## Start The records
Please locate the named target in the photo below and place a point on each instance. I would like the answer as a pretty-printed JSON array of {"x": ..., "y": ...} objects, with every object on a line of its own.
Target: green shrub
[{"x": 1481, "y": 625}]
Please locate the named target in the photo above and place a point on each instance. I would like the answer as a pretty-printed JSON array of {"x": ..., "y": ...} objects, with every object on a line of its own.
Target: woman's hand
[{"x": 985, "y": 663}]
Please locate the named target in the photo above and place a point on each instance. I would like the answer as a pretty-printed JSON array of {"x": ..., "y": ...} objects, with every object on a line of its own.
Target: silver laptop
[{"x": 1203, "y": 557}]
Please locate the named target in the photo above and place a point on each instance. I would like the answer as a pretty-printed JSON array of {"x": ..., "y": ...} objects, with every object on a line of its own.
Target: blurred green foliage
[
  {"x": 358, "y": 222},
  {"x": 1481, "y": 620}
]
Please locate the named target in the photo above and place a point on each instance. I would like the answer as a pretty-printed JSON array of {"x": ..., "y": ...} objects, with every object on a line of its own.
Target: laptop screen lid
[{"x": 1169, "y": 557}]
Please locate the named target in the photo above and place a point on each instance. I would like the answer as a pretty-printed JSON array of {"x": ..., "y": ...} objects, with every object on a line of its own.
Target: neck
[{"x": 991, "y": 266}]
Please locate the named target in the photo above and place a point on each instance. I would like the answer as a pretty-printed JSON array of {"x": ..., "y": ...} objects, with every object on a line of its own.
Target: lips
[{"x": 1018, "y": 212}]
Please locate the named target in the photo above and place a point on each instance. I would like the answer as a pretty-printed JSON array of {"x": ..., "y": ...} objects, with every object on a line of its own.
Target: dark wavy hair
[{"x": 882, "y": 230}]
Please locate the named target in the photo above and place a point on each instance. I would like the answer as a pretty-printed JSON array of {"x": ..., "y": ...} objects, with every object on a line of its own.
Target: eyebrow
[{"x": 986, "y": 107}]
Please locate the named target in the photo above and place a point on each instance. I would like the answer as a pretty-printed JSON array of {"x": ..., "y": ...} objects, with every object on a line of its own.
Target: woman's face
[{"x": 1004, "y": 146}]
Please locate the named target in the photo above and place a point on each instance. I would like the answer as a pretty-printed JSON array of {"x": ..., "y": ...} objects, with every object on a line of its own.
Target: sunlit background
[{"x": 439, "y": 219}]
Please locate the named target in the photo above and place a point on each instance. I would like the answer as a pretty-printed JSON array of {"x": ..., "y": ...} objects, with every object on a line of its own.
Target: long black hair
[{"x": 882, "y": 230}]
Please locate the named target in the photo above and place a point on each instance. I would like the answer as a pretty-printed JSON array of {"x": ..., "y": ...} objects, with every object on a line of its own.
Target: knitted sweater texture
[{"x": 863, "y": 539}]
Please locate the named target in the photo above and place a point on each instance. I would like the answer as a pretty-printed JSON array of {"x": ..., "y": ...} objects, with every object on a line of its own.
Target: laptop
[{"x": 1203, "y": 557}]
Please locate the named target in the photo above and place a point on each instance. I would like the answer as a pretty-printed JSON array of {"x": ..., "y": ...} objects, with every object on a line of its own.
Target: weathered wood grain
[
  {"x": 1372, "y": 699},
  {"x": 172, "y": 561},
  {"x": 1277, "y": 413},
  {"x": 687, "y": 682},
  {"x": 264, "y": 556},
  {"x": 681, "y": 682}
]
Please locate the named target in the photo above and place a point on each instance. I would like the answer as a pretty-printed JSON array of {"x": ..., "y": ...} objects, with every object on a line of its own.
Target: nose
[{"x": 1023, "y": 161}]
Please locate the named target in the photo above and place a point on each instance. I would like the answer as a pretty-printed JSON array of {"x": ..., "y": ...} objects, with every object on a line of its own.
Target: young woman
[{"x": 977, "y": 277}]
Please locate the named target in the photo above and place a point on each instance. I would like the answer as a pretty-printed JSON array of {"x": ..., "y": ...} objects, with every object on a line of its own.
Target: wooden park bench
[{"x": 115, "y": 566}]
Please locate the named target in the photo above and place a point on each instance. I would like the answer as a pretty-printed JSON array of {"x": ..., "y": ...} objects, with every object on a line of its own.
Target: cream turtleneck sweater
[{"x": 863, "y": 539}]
## End The records
* The exercise:
Everything in the listing above should be restated exactly.

* Reply to the task:
Please locate the named target in the photo below and place a point on each instance. I would like the answer as a pretty-printed JSON array of {"x": ..., "y": ...} objects, with every object on a line of its own.
Target: green shrub
[{"x": 1481, "y": 625}]
Please locate the named target in the photo above and place a point on each instance. I would like the answer as a pretty-printed JSON array of {"x": ..., "y": ...} objects, with every object on a line of its own.
Target: woman's hand
[{"x": 985, "y": 663}]
Please locate the named target in the photo above and place a point on each instance. I would like the answer as a pretty-printed JSON array of {"x": ..., "y": ...} objects, with every object on a line of its own.
Target: silver laptop
[{"x": 1203, "y": 557}]
Please locate the named target in the photo above and place a point on each instance. I would like the answer as a pretty-printed JSON array of {"x": ..., "y": ...} objects, with every object on a line of its own.
Target: blurred green foliage
[
  {"x": 358, "y": 222},
  {"x": 1481, "y": 620}
]
Please locate the named target in the photo above and place a point on each instance. I would like the answer as a pretty-printed JSON array of {"x": ..., "y": ...} objects, with every object on a line of its own.
Target: laptop screen lid
[{"x": 1169, "y": 557}]
Please locate the named target in the photo above and place a point on each instance. I would like the answer as a pretty-printed JSON array of {"x": ..., "y": ...} objects, with every object on a line of its own.
Target: neck
[{"x": 991, "y": 266}]
Please locate the named target in the photo above and place a point on each instance. I would like the answer as a pretty-printed JSON array of {"x": ..., "y": ...} objects, with every object on a line of its own.
Target: lips
[{"x": 1018, "y": 212}]
Please locate the named target in the photo above and place a point on each instance. I would like the answer as a pretty-printed JSON array of {"x": ..., "y": ...} objects, with every object on a line of its own.
Target: dark wavy hair
[{"x": 882, "y": 230}]
Please locate the named target in the photo above and place a point on each instance. I would like the answer as a pretty-printed JSON array of {"x": ..., "y": ...} objects, with every object on a line of its own.
Target: eyebrow
[{"x": 986, "y": 107}]
Please locate the named target in the photo above and place a point on each instance. I would like the answer as a pretty-printed JSON array of {"x": ..., "y": ...} objects, with every object on a line of its own.
Target: woman's face
[{"x": 1004, "y": 146}]
Please locate the named target in the photo above and place a point on each instance. I would like the answer as a pretty-printed JSON array of {"x": ..., "y": ...} objects, with every object on a line of its own.
Target: sunlit background
[{"x": 439, "y": 219}]
Please locate the named target in the photo above and place a point on each instance. I would like the answer as a pretty-printed JSON array of {"x": ..., "y": ...} objects, with every object on a line of its own.
Target: long black hair
[{"x": 882, "y": 230}]
Please locate the named target in the photo above and place a point on each instance. I would like the answer as a pretty-printed JSON array of {"x": ..., "y": ...} objects, with every object on a line of its own.
Target: knitted sweater texture
[{"x": 863, "y": 539}]
Please locate the named target in the photo above and place a point on each instance. I would like the answer as a pretty-printed JSON array of {"x": ..., "y": ...} objects, with every object on a line of its own.
Target: laptop
[{"x": 1203, "y": 557}]
Please locate the named target in the photo above and place a point on each instance. I would like the answer as a pretty-printed JSON array of {"x": ..., "y": ...} objects, with every object on a line of its own.
Target: weathered wood grain
[
  {"x": 1372, "y": 699},
  {"x": 172, "y": 561},
  {"x": 1277, "y": 413},
  {"x": 687, "y": 682},
  {"x": 264, "y": 556},
  {"x": 681, "y": 682}
]
Please locate the named target in the photo above and place a point on each instance. I would like the answer as a pretty-printed JSON array of {"x": ..., "y": ...} objects, with every object on a line of its own.
Target: nose
[{"x": 1023, "y": 161}]
Please locate the named target in the photo above and place a point on each instance. I would like the answer as a pretty-printed JSON array of {"x": ..., "y": ...} objects, with every object on a line of its own.
Target: young woman
[{"x": 977, "y": 277}]
Please locate the named target in the photo above and place a point on each instance. I would like the answer as a pretty-printed JSON array of {"x": ..., "y": ...} objects, with every object on a line of its own.
Target: wooden park bench
[{"x": 115, "y": 566}]
Please locate the named target in the photo above and place a point on each instance. I would like the answer as a pretty-printed JSON array of {"x": ..., "y": ...} objects, with every object on a line of its own.
Target: cream turtleneck sweater
[{"x": 863, "y": 539}]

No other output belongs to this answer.